**What the task requires**
Turn every item below into a numbered list with one line per entry, skipping blank lines. Leave the pictures out.

== == ==

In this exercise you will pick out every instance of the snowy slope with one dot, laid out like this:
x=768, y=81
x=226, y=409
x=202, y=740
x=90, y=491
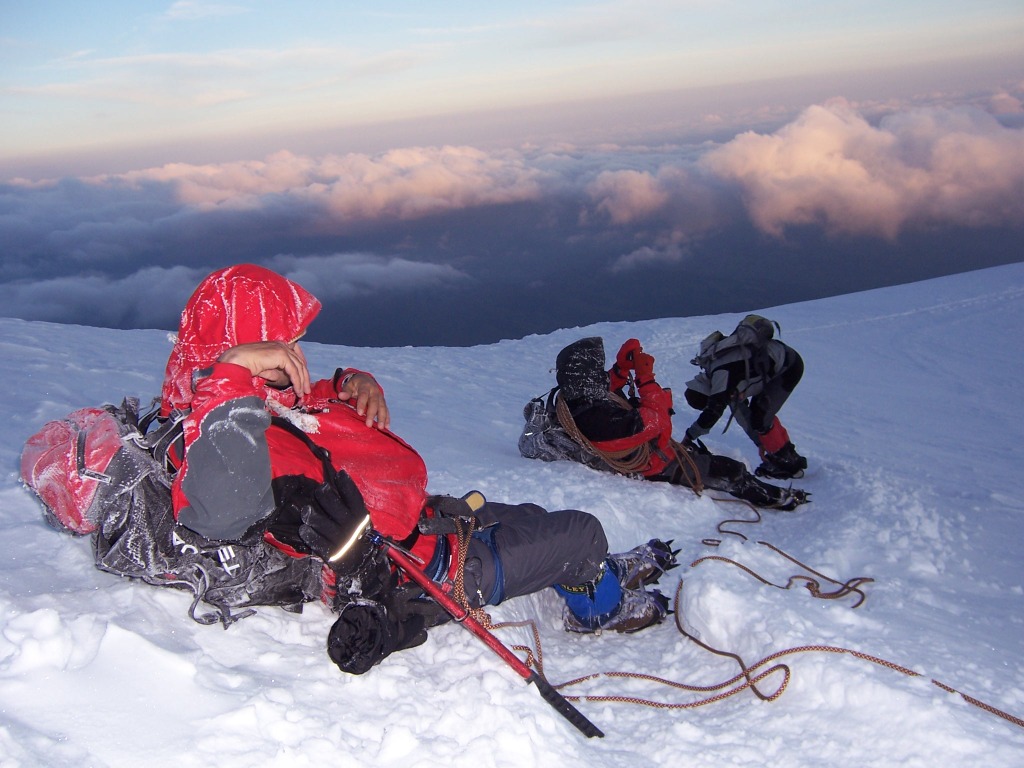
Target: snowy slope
x=908, y=414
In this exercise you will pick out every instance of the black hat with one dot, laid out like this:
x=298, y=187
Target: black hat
x=580, y=369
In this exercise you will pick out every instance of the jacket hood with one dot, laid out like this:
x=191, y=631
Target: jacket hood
x=238, y=305
x=580, y=370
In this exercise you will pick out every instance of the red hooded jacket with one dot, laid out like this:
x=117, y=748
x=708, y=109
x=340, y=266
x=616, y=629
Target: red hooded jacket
x=232, y=453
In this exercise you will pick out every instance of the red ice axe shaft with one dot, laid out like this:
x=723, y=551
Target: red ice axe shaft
x=463, y=616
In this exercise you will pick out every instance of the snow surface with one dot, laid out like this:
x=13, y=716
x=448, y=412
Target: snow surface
x=909, y=414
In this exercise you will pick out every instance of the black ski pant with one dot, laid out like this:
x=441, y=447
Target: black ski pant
x=765, y=406
x=521, y=549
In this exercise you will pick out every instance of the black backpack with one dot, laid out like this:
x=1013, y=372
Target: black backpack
x=102, y=472
x=543, y=436
x=748, y=342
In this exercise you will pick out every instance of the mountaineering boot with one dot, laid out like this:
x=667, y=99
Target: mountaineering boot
x=637, y=610
x=792, y=498
x=784, y=464
x=643, y=564
x=603, y=604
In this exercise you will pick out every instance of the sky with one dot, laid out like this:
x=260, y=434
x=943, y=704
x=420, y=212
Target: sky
x=466, y=172
x=914, y=479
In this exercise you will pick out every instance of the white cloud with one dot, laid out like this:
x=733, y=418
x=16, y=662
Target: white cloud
x=923, y=167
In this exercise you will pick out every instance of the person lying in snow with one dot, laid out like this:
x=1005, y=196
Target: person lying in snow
x=634, y=435
x=249, y=473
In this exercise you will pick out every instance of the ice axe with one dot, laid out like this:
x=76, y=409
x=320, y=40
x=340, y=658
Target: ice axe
x=462, y=615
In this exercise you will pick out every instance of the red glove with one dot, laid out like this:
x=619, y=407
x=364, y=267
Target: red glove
x=644, y=366
x=627, y=354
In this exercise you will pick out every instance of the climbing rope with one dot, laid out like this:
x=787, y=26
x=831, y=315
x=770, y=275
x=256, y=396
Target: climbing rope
x=625, y=462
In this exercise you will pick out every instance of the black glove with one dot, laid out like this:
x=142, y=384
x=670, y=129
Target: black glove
x=336, y=525
x=368, y=632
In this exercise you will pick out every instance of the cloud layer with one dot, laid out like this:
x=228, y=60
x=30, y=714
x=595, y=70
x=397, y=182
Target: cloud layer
x=606, y=232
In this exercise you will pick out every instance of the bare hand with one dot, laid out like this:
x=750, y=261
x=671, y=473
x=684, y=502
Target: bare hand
x=369, y=399
x=278, y=363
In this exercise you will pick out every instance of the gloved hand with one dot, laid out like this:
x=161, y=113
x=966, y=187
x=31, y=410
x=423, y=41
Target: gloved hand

== == ==

**In response**
1. In this exercise you will pick out every instance of the snowy slope with one dot, laid out like this:
2. x=768, y=81
3. x=226, y=409
4. x=202, y=740
5. x=90, y=491
6. Target: snowy slope
7. x=908, y=414
8. In this exercise you will pick out every instance of the black hat with one dot, laid out like this:
9. x=298, y=187
10. Target: black hat
11. x=580, y=369
12. In this exercise you will pick out every instance of the jacket hood with one dot, laid out like this:
13. x=191, y=631
14. Target: jacket hood
15. x=238, y=305
16. x=580, y=370
17. In this exercise you will pick out every instance of the red hooded jacket with one dot, laid out like this:
18. x=117, y=748
19. x=708, y=109
20. x=340, y=266
21. x=616, y=629
22. Target: red hooded jacket
23. x=232, y=453
24. In this exercise you will pick out every instance of the red ice axe shaft with one dot, laid out like this:
25. x=723, y=551
26. Target: red ice axe shaft
27. x=463, y=616
28. In this exercise you will pick out every instance of the snow surface with one dot, laid out like this:
29. x=13, y=716
30. x=448, y=412
31. Target: snow surface
32. x=909, y=414
33. In this exercise you will pick out every instance of the black ski pant with one dot, laid out like this:
34. x=441, y=447
35. Target: black ski pant
36. x=765, y=406
37. x=521, y=549
38. In this exercise you will pick out every instance of the black backpack with one dot, laid out like this:
39. x=1013, y=372
40. Target: black backpack
41. x=102, y=472
42. x=543, y=436
43. x=748, y=342
44. In this exercise you will pick out every instance of the mountaineering boot with one dot, laid out like this:
45. x=667, y=99
46. Target: mountaineering boot
47. x=637, y=610
48. x=792, y=498
49. x=784, y=464
50. x=643, y=564
51. x=603, y=604
52. In this exercise you will pick out every instance of the sky with one dot, laid out like this:
53. x=260, y=434
54. x=943, y=704
55. x=420, y=212
56. Target: sky
57. x=466, y=172
58. x=914, y=479
59. In this exercise you will pick out every instance of the white cloud with one dot, laid out like this:
60. x=733, y=418
61. x=16, y=662
62. Target: white cloud
63. x=923, y=167
64. In this exercise you will pick out every instance of the person lying in snow with one dot, laid out like this:
65. x=1005, y=196
66. Target: person lying in snow
67. x=634, y=435
68. x=249, y=473
69. In this exercise you will pick out every instance of the ice axe with one dot, laid out like this:
70. x=76, y=409
71. x=320, y=40
72. x=340, y=658
73. Target: ice axe
74. x=462, y=615
75. In this exercise you will pick out every instance of the red glove with one dot, laid out like this:
76. x=619, y=407
77. x=364, y=267
78. Target: red glove
79. x=644, y=366
80. x=627, y=354
81. In this exercise you will pick out every instance of the climbing rope with one dot, laid out like this:
82. x=787, y=26
83. x=831, y=315
84. x=770, y=275
85. x=256, y=396
86. Target: climbing rope
87. x=625, y=462
88. In this exercise you will pick out every instance of the black glove with one dot, laid out like this:
89. x=142, y=384
90. x=670, y=129
91. Target: black glove
92. x=336, y=525
93. x=368, y=632
94. In this exercise you will pick out every instance of the cloud layer with one dot, laid out like this:
95. x=228, y=60
96. x=30, y=714
97. x=595, y=70
98. x=397, y=182
99. Target: cloud layer
100. x=606, y=232
101. In this exercise you will pick out every instance of the bare hand with one dot, laid out like this:
102. x=750, y=261
103. x=671, y=473
104. x=684, y=502
105. Target: bare hand
106. x=369, y=399
107. x=278, y=363
108. In this exercise you will pick out every instance of the gloved hand with one dot, laid out like this:
109. x=161, y=113
110. x=966, y=187
111. x=31, y=410
112. x=423, y=41
113. Target: gloved hand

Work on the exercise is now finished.